» **Задание**:
Продолжите фрагмент о церковном расколе после Эфесского и Халкидонского соборов, начав сразу за его последним предложением.

» **Фрагмент текста**:
Эфес и Халкидон стали твердыней православия — но и камнем преткновения. Ариане постепенно примирились с церковью и более не угрожали расколом. Но до сего дня христиане, принадлежащие к Церкви Востока (и часто неверно именуемые несторианами), не признают решений Эфесского собора и полагают неправильным именовать Деву Марию " Theotokos»; а нехалкидониты до сего дня следуют монофизитскому учению Диоскора, отвергая Халкидонское определение и томос папы Льва. Церковь Востока почти целиком пребывала вне пределев Византийской империи, и о ней в византийской истории мало слышно. А вот значительное число нехалкидонитов, особенно в Египте и Сирии, были подданными императора. Неоднократные попытки вернуть их к общению с Византийской церковью успеха не имели. Как это часто бывает, богословские расхождения усугубились культурной и национальной напряженностью. Египет и Сирия, где преобладало негреческое по языку и этническим корням население, тяготилось властью греческого Константинополя как в религиозных, так и в культурных вопросах. Так церковный раскол был углублен политическим сепаратизмом. Если бы не эти вне–богословские факторы, обе стороны, быть может, и достигли бы богословского взаимопонимания после Халкидона. Многие современные исследователи склоняются к мысли, что расхождения между «халкидонитами» и «нехалкидонитами» в основном имеют терминологический, а не богословский характер. По–разному понимая термин «природа» (physis), обе стороны стремятся выразить одну и ту же основополагающую истину: Христос Спаситель — полностью Бог и полностью Человек, и тем не менее Он есть одна личность, а не две.

» **Исходные строки**:
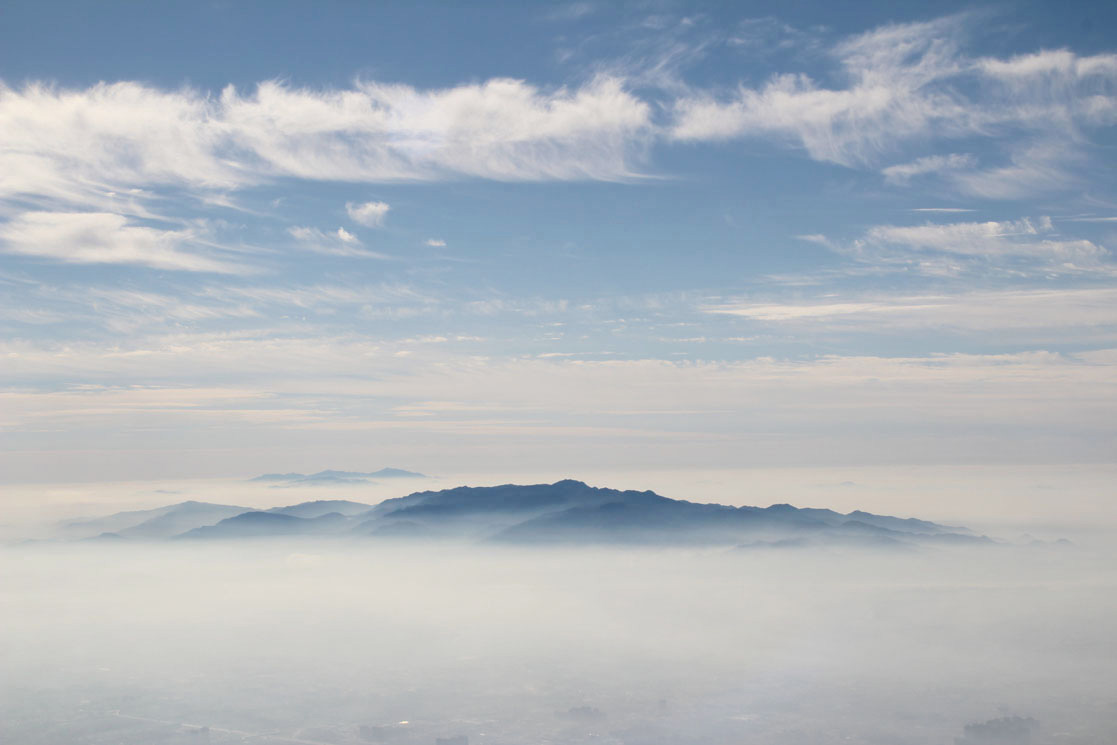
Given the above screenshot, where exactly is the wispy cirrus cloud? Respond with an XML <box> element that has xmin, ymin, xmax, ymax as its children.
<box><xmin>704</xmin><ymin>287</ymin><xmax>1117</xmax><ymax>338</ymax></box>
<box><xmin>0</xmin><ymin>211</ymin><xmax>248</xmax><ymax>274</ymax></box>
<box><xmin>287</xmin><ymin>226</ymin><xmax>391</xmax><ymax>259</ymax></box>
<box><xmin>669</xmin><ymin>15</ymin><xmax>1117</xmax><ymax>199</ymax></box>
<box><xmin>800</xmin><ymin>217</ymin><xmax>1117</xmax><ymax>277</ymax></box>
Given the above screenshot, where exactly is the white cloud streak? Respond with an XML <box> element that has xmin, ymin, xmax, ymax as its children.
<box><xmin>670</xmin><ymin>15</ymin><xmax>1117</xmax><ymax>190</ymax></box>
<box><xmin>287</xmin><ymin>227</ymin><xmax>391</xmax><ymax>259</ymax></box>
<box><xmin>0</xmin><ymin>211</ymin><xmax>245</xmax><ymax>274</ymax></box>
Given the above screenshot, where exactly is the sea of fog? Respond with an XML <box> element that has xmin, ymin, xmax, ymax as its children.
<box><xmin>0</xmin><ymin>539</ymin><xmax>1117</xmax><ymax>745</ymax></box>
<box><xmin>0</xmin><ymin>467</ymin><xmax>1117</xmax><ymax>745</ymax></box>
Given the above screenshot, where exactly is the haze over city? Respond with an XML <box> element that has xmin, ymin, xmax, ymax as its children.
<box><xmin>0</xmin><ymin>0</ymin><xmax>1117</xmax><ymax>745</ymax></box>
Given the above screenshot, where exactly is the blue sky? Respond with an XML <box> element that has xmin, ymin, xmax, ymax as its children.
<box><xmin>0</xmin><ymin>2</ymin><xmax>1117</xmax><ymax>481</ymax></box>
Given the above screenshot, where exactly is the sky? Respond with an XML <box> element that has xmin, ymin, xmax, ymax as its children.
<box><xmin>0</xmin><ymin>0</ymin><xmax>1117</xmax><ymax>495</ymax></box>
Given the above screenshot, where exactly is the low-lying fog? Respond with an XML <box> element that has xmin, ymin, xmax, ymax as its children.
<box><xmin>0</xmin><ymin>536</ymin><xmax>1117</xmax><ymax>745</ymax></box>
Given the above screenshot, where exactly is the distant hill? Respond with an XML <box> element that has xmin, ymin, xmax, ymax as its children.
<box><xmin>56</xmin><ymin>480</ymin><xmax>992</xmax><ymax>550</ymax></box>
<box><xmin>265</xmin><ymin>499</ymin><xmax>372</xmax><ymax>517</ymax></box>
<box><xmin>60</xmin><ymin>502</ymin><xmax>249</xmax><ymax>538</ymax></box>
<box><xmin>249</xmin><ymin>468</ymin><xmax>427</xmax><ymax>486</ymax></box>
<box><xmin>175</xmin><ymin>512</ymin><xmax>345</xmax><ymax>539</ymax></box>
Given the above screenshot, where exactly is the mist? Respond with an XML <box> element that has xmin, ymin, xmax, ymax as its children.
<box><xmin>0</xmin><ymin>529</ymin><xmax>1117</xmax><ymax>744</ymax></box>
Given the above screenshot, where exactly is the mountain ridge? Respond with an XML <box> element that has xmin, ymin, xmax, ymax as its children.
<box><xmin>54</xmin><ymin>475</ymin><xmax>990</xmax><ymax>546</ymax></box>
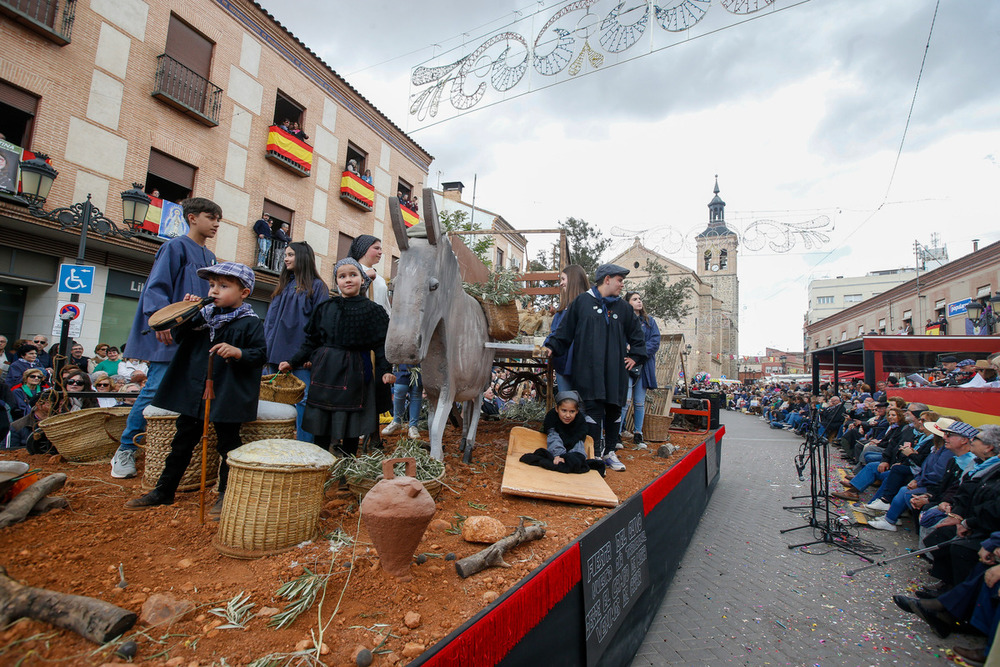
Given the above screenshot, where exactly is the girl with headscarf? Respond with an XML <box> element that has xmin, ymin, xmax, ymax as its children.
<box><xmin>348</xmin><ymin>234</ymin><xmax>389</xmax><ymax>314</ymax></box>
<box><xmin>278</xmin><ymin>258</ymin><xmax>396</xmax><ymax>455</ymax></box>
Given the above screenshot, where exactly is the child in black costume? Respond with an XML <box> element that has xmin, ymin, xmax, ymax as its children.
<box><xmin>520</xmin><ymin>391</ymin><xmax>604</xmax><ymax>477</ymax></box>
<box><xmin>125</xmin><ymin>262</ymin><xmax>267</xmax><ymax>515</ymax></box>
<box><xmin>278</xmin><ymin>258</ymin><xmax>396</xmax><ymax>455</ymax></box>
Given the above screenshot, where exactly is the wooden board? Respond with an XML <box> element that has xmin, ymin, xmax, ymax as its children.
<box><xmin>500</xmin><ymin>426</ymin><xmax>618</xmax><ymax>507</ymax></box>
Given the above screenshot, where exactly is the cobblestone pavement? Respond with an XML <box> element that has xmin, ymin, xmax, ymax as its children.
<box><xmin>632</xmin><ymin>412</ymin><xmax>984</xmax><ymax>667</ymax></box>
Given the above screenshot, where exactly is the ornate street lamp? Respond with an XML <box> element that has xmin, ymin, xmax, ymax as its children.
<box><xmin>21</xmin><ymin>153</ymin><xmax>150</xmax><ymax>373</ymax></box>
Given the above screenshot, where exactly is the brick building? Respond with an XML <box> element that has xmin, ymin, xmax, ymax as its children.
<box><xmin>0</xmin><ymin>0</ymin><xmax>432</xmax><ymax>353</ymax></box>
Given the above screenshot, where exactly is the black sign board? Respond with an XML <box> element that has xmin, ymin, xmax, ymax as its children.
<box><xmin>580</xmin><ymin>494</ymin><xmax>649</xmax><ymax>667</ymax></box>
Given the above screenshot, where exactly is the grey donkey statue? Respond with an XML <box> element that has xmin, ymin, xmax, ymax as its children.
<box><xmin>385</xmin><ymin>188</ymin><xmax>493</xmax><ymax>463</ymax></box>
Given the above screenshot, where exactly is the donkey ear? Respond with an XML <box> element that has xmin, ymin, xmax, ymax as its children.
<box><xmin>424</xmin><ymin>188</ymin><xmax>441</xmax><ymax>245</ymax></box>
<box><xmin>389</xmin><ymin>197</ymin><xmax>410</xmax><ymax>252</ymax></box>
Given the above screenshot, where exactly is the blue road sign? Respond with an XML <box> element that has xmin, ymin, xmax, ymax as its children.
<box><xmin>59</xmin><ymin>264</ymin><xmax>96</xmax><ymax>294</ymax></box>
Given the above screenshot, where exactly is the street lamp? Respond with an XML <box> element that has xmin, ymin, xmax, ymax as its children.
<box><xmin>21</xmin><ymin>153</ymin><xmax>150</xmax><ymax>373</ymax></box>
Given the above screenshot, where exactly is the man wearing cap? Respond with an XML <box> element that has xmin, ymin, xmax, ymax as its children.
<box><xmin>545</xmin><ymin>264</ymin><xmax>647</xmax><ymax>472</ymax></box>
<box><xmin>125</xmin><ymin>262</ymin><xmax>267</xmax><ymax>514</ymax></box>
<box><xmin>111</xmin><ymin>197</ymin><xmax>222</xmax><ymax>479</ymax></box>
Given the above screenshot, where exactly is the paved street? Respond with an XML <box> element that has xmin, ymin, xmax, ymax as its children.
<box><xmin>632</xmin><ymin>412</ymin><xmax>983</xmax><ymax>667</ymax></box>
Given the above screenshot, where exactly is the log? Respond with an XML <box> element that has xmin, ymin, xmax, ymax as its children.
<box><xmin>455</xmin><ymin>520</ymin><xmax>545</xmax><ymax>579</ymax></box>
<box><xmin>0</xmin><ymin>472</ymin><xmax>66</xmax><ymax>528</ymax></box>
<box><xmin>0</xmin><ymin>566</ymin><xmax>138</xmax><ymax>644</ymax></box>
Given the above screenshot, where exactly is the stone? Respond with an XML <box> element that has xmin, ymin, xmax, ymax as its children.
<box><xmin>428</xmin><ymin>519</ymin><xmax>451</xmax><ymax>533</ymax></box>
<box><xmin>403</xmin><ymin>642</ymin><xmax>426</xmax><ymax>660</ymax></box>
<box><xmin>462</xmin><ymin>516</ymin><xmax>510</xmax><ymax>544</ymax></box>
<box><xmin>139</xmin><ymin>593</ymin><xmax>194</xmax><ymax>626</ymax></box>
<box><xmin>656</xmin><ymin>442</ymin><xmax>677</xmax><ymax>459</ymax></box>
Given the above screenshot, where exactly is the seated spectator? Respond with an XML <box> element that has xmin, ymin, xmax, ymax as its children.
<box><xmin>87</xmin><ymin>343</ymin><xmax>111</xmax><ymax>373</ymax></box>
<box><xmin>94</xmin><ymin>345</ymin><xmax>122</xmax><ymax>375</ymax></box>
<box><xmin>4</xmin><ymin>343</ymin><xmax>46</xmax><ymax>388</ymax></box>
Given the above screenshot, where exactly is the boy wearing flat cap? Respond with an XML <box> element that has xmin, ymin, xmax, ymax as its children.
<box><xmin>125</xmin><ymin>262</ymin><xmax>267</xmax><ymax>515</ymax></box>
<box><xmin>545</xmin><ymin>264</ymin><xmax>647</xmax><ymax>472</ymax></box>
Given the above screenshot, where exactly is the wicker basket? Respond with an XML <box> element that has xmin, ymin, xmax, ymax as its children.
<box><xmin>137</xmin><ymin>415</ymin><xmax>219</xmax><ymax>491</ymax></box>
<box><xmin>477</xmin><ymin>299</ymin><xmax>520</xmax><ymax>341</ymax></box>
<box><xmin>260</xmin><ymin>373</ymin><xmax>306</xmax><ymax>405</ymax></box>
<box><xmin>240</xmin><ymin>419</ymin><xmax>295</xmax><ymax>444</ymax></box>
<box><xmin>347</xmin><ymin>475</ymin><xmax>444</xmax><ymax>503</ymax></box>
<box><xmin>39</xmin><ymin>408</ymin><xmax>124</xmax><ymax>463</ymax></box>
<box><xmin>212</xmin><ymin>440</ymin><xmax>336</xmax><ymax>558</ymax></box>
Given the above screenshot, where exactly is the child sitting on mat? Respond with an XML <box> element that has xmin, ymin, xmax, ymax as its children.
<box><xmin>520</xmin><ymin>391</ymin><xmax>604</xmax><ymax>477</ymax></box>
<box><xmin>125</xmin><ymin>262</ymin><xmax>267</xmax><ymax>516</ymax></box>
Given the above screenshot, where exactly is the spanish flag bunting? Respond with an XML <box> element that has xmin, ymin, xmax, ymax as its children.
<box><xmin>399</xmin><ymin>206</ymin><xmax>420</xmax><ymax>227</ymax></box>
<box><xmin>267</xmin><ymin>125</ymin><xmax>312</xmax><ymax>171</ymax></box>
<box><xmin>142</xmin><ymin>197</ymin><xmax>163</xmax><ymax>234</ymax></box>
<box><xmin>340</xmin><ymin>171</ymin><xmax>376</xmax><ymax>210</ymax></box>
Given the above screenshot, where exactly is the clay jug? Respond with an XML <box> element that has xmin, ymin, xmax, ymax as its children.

» **Ответ**:
Халкидонское определение дополнили два позднейших собора, оба состоявшиеся в Константинополе. Пятый вселенский собор (553) перетолковал решения Халкидона в александрийском духе и попытался в более конструктивных терминах показать, как именно две природы Христа соединяются в одно лицо. Шестой вселенский собор (680–681) осудил ересь монофелитов, утверждавших, что, коль скоро Христос есть одна личность (хотя и в двух природах), Он обладает лишь одной волей. Ответ собора гласил, что если у Христа две природы, то и воли тоже две. Было верно почувствовано, что монофелиты посягают на полноту человечества Христа: ведь человеческая природа без человеческой воли неполна, остается пустой абстракцией. Коль скоро Христос есть Человек истинный, как и Бог истинный, Он должен обладать как божественной, так и человеческой волей [8].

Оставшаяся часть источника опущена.